Every entry is to be transcribed as it stands. Images stay out.

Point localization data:
□ □ □ □ □

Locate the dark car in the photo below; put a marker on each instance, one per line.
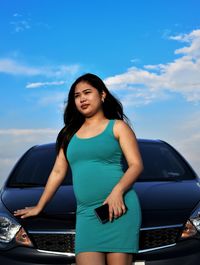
(168, 190)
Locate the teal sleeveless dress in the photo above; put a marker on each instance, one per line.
(96, 165)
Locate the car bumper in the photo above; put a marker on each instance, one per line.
(183, 253)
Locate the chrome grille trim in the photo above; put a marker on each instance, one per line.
(152, 239)
(57, 253)
(161, 227)
(61, 232)
(157, 248)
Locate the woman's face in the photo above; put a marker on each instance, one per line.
(88, 100)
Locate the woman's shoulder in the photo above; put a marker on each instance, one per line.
(120, 127)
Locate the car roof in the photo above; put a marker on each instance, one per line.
(52, 144)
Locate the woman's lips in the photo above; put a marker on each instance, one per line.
(84, 106)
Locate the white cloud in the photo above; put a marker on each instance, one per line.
(13, 67)
(40, 84)
(182, 75)
(14, 142)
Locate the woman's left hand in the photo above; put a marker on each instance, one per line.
(116, 203)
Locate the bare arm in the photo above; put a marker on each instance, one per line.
(55, 179)
(128, 143)
(129, 146)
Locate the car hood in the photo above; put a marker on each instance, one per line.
(162, 203)
(59, 213)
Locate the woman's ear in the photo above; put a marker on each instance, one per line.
(103, 96)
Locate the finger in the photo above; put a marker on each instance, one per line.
(110, 214)
(123, 209)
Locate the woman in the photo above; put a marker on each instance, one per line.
(94, 142)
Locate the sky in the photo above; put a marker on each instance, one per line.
(147, 53)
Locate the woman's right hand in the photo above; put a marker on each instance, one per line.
(27, 212)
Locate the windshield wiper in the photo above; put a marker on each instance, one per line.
(25, 185)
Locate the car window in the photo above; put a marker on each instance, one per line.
(161, 162)
(35, 167)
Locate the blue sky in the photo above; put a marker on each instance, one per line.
(147, 52)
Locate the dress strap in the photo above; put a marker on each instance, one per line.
(110, 126)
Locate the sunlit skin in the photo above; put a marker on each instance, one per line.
(88, 101)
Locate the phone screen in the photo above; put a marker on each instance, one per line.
(102, 213)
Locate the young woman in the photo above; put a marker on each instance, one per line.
(94, 141)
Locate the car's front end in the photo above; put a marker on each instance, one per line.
(170, 231)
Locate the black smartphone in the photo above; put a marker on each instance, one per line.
(102, 212)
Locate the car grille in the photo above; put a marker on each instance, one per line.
(160, 237)
(64, 242)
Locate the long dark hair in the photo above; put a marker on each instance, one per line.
(73, 119)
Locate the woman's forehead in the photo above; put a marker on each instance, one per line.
(82, 86)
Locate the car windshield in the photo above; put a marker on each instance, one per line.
(34, 168)
(161, 163)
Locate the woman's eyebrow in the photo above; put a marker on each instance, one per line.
(85, 90)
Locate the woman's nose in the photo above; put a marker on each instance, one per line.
(82, 98)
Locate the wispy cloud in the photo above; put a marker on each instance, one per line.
(14, 142)
(182, 75)
(41, 84)
(13, 67)
(19, 23)
(23, 22)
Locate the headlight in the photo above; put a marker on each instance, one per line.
(192, 226)
(11, 233)
(8, 229)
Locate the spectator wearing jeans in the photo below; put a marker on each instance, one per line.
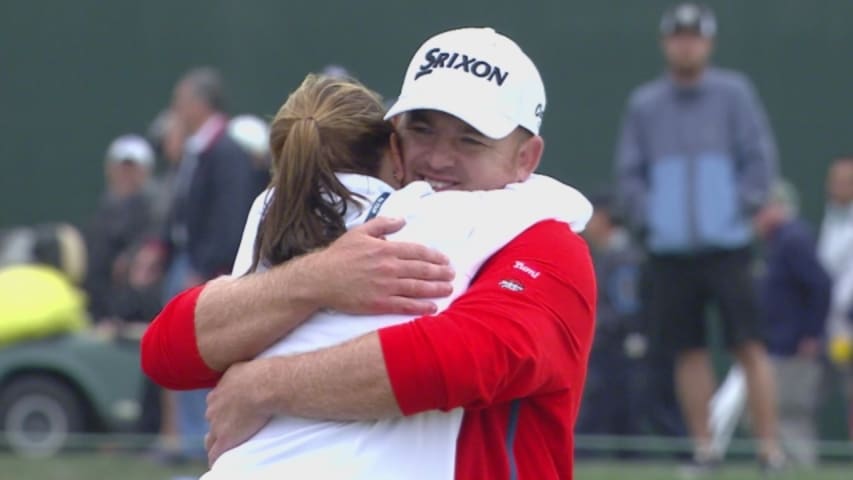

□ □ □ □ □

### Solution for this task
Locate the dark car in the photo below; put a marker on each instance, one per line.
(168, 190)
Locate the teal sleeveless dress in the photo above; put a marker on each instance, one per line.
(96, 165)
Locate the car bumper in the photo above; put a marker on each instance, one per line.
(183, 253)
Locate the chrome grille trim in the photo above; put a marker on each instance, one per line.
(152, 239)
(57, 253)
(161, 227)
(61, 232)
(157, 248)
Locate the woman's face in the photo above; put a marker on each instance, one per line.
(88, 100)
Locate the woman's shoulder in the photo above; put a marker on each instance, one per line.
(120, 127)
Locate the car roof in the photo above; put a marker on each instance, one per line.
(52, 144)
Locate the woman's lips in the photo above; put a marker on each instance, one per line.
(84, 106)
Locate the white cloud in the photo above; put a marker on each instance, one per line.
(13, 67)
(40, 84)
(182, 75)
(14, 142)
Locate the woman's left hand in the photo above; put a marker on each instance, one per line.
(116, 203)
Locate the bare arm in the photo above; put a marker on each instance, one per line.
(55, 179)
(128, 143)
(129, 146)
Locate the car hood in the photo above; put a marker on each instance, one per line.
(162, 203)
(59, 213)
Locate the woman's ear in the photo above; put a marker on each instance, one per line.
(103, 96)
Locate the finger in the photo above; put a marker on each instance, one per line.
(110, 214)
(123, 209)
Locate the woman in the photo above; put a marker on each instance, one per line.
(94, 142)
Locate the sky in the photo above; put a marker on each instance, one per line.
(147, 53)
Locate the woman's right hand in the photo above; put a marker on each instance, one per line.
(27, 212)
Locate the windshield wiper in the photo above; put a marker on each instance, one per line.
(25, 185)
Locate the car window in the photo above; put a marker on each instance, one per line.
(161, 162)
(35, 167)
Locate the blue sky in the photo above; put a marker on each instance, one per line.
(147, 52)
Locate the dress strap in the photo above; put a marker on each instance, one per line.
(110, 126)
Locate the sunlit skin in the photo above; put a marker on each instance, one per line.
(88, 101)
Locate the phone screen in the photo above; put a marker on each instance, one per line.
(102, 213)
Locate the young woman in the photo above; put a marker on each instance, one per line.
(94, 141)
Locate the car's front end in the photo above; put a marker on each instance, one per line.
(170, 231)
Locate the black smartphone in the photo above; put a marker on each instance, one per line.
(102, 212)
Locate the car grille in the photo above; put a marker on each instance, one per line.
(160, 237)
(64, 242)
Locate the long dark hair in the photo above; put a marker on each instance, one per line.
(73, 119)
Locate the woman's forehead in the photo above; put a marker on each instance, one per line.
(82, 86)
Locate the car windshield in the photo above; put a marker on each instance, one per line.
(34, 168)
(161, 163)
Locate the woman's eyebrow in the photo above; put a marker on each instance, one per line.
(85, 90)
Locate the woman's nose in the photo above; put a marker on each instance, one per line.
(82, 98)
Locate the wispy cloud in the photo above; put a marker on each instance, one per line.
(14, 142)
(182, 75)
(41, 84)
(13, 67)
(19, 23)
(23, 22)
Locate the headlight in the photo above; put a marker on each instance, one per line.
(192, 226)
(11, 233)
(8, 229)
Locate the spectator wearing jeans in the photo below; put a marker on each instance, one per line.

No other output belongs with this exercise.